== Extracted data ==
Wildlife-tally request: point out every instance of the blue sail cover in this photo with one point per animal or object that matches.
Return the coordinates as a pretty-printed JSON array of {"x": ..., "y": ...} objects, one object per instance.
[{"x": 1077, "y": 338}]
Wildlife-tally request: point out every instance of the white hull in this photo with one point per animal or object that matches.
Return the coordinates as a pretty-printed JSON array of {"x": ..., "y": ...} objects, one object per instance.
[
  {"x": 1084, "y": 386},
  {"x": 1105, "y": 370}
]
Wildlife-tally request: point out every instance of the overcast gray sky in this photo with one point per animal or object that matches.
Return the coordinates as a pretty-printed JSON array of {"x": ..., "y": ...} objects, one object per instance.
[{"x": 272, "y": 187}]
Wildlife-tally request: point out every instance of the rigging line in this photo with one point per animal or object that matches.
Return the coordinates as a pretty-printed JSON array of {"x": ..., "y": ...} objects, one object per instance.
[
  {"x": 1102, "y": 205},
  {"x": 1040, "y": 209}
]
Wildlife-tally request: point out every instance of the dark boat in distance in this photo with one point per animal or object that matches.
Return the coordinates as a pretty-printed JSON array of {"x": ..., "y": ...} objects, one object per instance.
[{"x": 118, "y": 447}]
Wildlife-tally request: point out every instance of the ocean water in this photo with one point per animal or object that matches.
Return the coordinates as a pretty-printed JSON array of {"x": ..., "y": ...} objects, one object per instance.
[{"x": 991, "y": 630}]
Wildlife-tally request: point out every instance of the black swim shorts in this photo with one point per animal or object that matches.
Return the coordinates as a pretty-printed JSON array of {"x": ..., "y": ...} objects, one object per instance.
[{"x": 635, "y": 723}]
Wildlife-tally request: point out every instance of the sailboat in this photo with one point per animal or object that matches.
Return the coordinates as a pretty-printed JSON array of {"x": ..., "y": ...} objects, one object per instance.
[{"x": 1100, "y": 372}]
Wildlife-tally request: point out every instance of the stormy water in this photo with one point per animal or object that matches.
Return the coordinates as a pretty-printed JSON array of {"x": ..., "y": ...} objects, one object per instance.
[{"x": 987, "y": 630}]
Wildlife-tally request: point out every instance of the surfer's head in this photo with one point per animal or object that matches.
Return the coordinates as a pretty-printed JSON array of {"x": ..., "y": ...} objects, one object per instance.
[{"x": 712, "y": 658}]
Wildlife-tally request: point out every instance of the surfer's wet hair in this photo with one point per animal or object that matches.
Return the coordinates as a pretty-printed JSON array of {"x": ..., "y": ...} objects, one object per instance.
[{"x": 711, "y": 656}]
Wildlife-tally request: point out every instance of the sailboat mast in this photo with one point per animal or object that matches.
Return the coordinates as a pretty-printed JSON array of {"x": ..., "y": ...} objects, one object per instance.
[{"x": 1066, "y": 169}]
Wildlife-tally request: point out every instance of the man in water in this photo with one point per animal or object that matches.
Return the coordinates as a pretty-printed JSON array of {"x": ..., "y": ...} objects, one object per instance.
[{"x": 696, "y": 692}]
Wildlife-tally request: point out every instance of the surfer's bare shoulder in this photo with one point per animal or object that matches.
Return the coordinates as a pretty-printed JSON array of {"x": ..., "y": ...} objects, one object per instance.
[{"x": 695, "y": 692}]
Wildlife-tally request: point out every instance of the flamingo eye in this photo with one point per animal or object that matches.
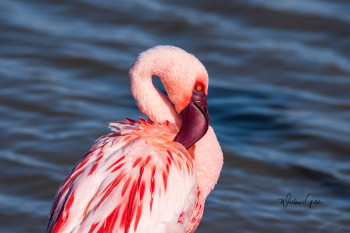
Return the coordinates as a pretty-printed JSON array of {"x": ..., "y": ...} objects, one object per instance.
[{"x": 198, "y": 87}]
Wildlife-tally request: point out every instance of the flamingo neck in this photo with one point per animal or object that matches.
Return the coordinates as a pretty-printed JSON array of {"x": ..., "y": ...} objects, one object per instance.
[
  {"x": 151, "y": 102},
  {"x": 208, "y": 160}
]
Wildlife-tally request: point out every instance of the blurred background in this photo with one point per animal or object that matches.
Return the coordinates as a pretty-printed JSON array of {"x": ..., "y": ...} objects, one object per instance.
[{"x": 279, "y": 101}]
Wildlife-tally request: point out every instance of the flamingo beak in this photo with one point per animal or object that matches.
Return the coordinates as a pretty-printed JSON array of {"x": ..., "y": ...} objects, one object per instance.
[{"x": 195, "y": 120}]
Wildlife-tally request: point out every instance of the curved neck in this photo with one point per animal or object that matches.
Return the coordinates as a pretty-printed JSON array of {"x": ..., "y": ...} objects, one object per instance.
[
  {"x": 151, "y": 102},
  {"x": 208, "y": 160}
]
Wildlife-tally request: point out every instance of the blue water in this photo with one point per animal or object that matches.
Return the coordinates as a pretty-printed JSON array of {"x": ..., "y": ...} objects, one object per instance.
[{"x": 279, "y": 101}]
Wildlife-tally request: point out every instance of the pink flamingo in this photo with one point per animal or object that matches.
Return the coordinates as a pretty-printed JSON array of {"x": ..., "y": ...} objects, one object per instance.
[{"x": 147, "y": 176}]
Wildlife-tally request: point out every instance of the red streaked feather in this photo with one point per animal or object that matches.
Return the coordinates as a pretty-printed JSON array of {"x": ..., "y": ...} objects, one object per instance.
[{"x": 115, "y": 187}]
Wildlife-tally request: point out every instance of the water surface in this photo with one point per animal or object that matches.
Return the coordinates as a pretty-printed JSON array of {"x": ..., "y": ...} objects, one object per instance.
[{"x": 278, "y": 98}]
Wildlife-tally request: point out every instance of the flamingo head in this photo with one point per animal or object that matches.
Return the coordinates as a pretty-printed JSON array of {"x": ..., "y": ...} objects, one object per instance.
[{"x": 185, "y": 80}]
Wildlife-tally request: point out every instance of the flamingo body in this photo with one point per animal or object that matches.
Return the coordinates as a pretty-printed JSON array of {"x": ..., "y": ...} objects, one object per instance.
[{"x": 138, "y": 179}]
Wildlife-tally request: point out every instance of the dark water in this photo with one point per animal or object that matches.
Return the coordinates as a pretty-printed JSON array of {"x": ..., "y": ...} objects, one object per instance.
[{"x": 279, "y": 101}]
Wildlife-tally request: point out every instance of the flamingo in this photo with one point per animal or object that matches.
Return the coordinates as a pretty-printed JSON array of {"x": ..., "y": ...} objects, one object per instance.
[{"x": 147, "y": 175}]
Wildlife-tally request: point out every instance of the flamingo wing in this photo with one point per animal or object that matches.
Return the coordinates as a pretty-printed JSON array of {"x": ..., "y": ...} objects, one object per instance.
[{"x": 133, "y": 180}]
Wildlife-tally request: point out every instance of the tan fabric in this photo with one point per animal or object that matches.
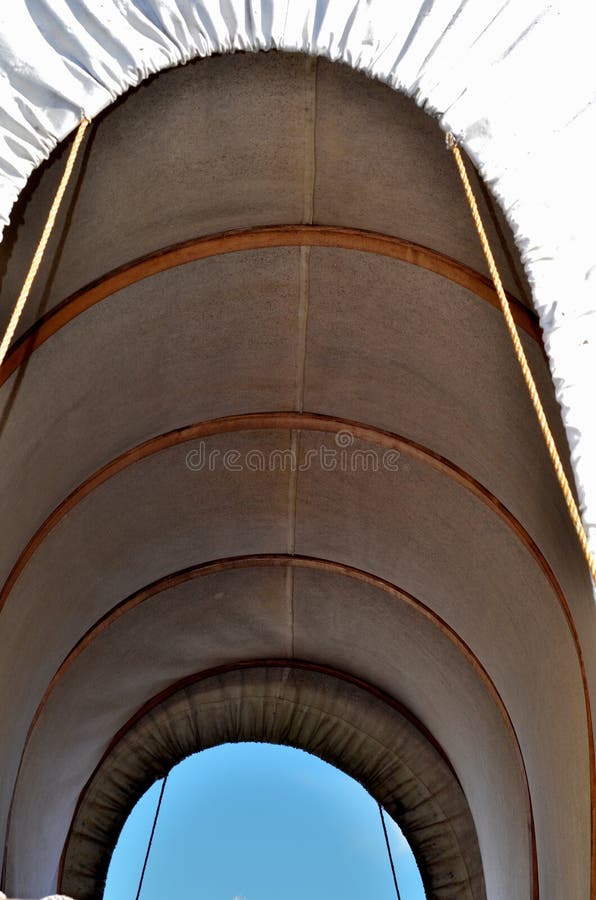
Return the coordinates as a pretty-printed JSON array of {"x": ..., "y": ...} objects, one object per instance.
[{"x": 361, "y": 735}]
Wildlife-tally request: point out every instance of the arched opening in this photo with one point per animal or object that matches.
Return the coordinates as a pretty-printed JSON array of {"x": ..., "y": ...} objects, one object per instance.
[
  {"x": 364, "y": 734},
  {"x": 256, "y": 820},
  {"x": 236, "y": 292}
]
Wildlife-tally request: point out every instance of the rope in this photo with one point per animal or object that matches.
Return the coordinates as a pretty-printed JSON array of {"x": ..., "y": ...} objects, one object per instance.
[
  {"x": 45, "y": 236},
  {"x": 389, "y": 852},
  {"x": 523, "y": 361},
  {"x": 155, "y": 818}
]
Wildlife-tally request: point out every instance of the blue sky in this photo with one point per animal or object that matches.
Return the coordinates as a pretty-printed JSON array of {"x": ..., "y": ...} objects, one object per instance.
[{"x": 260, "y": 822}]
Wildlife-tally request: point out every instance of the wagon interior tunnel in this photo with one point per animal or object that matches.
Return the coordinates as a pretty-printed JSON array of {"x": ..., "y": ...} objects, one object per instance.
[{"x": 269, "y": 472}]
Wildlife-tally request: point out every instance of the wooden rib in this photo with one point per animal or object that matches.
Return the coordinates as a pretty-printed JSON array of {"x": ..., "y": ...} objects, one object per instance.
[
  {"x": 316, "y": 422},
  {"x": 259, "y": 239}
]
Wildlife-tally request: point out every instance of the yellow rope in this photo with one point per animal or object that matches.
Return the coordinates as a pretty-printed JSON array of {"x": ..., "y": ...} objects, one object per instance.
[
  {"x": 523, "y": 361},
  {"x": 45, "y": 236}
]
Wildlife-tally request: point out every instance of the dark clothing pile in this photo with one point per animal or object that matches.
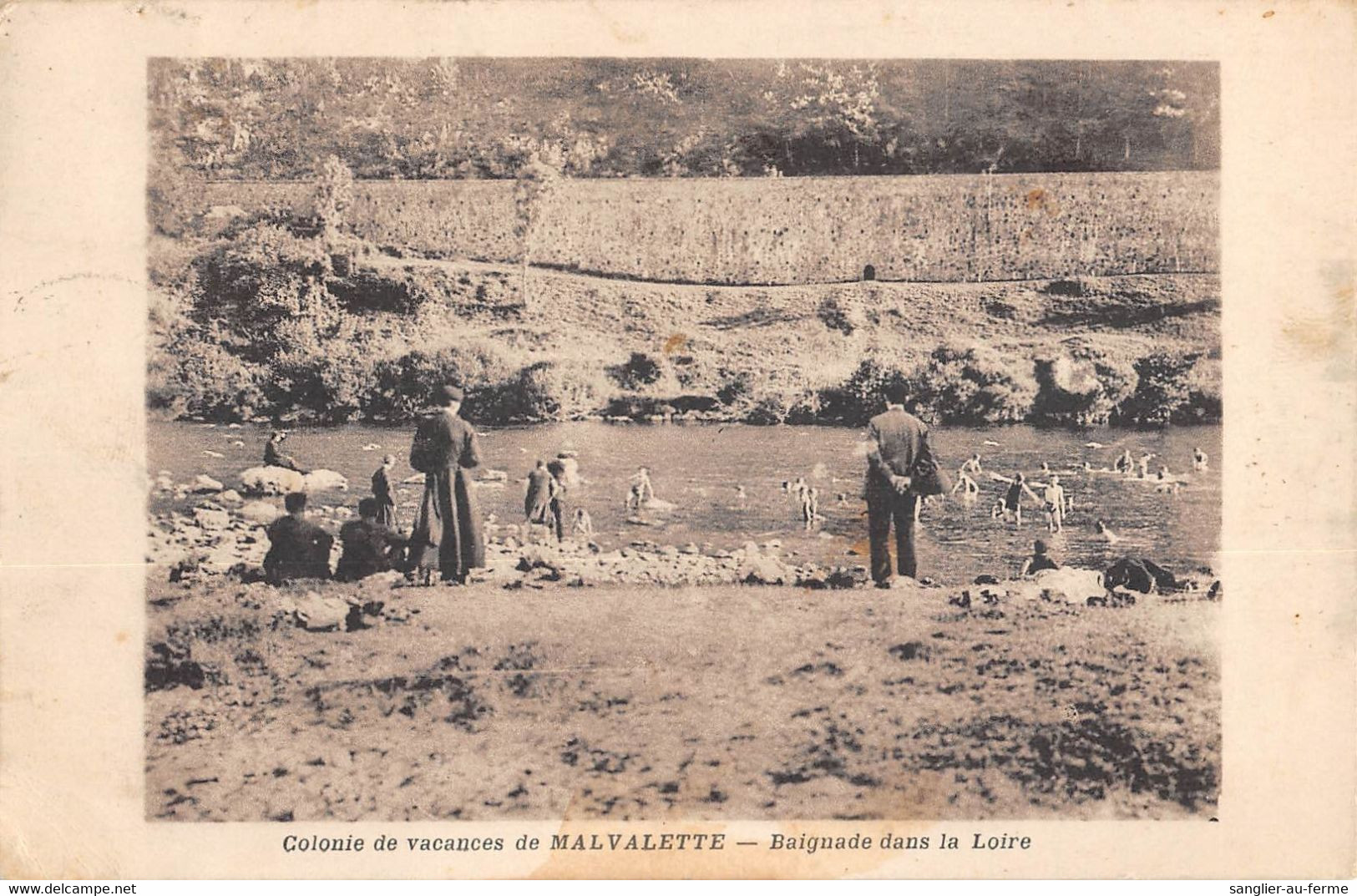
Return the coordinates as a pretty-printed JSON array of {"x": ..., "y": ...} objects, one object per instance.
[
  {"x": 368, "y": 547},
  {"x": 899, "y": 438},
  {"x": 273, "y": 458},
  {"x": 448, "y": 533},
  {"x": 386, "y": 499},
  {"x": 1140, "y": 575}
]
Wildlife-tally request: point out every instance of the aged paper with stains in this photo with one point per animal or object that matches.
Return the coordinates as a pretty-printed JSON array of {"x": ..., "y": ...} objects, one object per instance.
[{"x": 611, "y": 731}]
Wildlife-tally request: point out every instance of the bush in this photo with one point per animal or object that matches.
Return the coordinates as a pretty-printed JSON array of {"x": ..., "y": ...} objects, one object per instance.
[
  {"x": 197, "y": 377},
  {"x": 862, "y": 395},
  {"x": 1081, "y": 388},
  {"x": 403, "y": 291},
  {"x": 1162, "y": 390},
  {"x": 332, "y": 382},
  {"x": 1204, "y": 387},
  {"x": 640, "y": 371},
  {"x": 975, "y": 384},
  {"x": 403, "y": 386},
  {"x": 261, "y": 279}
]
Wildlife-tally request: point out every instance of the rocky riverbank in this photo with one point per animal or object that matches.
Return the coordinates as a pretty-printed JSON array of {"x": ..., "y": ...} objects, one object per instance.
[{"x": 644, "y": 702}]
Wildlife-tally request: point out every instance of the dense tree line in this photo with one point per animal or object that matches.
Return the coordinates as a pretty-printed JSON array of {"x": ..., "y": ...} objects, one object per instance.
[{"x": 607, "y": 117}]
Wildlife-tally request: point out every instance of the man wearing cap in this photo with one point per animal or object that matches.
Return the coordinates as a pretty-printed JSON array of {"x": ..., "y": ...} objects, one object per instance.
[
  {"x": 275, "y": 458},
  {"x": 448, "y": 531},
  {"x": 896, "y": 440}
]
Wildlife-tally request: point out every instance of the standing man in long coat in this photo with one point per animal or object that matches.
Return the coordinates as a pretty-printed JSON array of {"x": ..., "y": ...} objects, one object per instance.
[
  {"x": 896, "y": 440},
  {"x": 448, "y": 531}
]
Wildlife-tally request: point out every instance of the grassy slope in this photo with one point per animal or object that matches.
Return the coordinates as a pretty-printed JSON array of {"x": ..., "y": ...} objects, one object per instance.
[
  {"x": 734, "y": 702},
  {"x": 781, "y": 330}
]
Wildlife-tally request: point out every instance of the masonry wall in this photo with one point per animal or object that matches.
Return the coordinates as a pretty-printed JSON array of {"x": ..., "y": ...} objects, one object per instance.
[{"x": 803, "y": 230}]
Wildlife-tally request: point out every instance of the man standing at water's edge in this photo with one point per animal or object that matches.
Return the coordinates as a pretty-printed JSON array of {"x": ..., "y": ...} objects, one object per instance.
[
  {"x": 448, "y": 533},
  {"x": 896, "y": 440}
]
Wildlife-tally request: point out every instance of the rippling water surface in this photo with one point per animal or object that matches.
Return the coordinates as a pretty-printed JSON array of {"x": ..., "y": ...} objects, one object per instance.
[{"x": 696, "y": 468}]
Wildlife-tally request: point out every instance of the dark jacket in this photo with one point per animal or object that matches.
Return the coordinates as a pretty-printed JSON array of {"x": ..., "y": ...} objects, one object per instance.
[
  {"x": 297, "y": 549},
  {"x": 897, "y": 440},
  {"x": 368, "y": 547},
  {"x": 448, "y": 527}
]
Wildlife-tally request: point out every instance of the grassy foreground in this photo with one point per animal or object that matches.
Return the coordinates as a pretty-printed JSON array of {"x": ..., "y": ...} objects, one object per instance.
[
  {"x": 723, "y": 702},
  {"x": 267, "y": 325}
]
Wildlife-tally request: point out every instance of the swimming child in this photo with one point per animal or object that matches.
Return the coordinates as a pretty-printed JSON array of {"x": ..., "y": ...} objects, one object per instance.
[
  {"x": 1038, "y": 561},
  {"x": 1056, "y": 505},
  {"x": 383, "y": 493},
  {"x": 641, "y": 489},
  {"x": 1010, "y": 507},
  {"x": 275, "y": 458},
  {"x": 970, "y": 466},
  {"x": 968, "y": 488}
]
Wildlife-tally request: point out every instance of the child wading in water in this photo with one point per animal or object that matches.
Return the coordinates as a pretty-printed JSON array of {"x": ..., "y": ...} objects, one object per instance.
[
  {"x": 383, "y": 493},
  {"x": 1010, "y": 507},
  {"x": 1056, "y": 505},
  {"x": 810, "y": 507},
  {"x": 1038, "y": 561}
]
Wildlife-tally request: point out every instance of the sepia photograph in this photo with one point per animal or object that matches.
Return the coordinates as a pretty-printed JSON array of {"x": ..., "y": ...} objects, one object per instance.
[{"x": 683, "y": 438}]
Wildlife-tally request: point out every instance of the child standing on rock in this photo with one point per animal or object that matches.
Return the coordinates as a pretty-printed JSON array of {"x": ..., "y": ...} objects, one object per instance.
[{"x": 383, "y": 493}]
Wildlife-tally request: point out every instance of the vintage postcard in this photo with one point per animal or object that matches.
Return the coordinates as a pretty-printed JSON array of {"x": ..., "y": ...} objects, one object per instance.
[{"x": 677, "y": 440}]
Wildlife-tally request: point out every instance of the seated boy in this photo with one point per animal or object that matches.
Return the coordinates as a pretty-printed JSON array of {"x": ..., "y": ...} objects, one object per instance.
[
  {"x": 297, "y": 547},
  {"x": 368, "y": 546}
]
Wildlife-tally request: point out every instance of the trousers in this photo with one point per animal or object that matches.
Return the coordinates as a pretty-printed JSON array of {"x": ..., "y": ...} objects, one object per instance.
[{"x": 884, "y": 509}]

== Task ==
Above are the records; report each line in them that includes the word "grassy".

== Exercise response ==
Wildlife-tally request: point out every instance of the grassy slope in this photo with one point per animal or object that matches.
Wildlife-tally request: point out every instance of the grassy foreground in this photo with one point per animal or object that matches.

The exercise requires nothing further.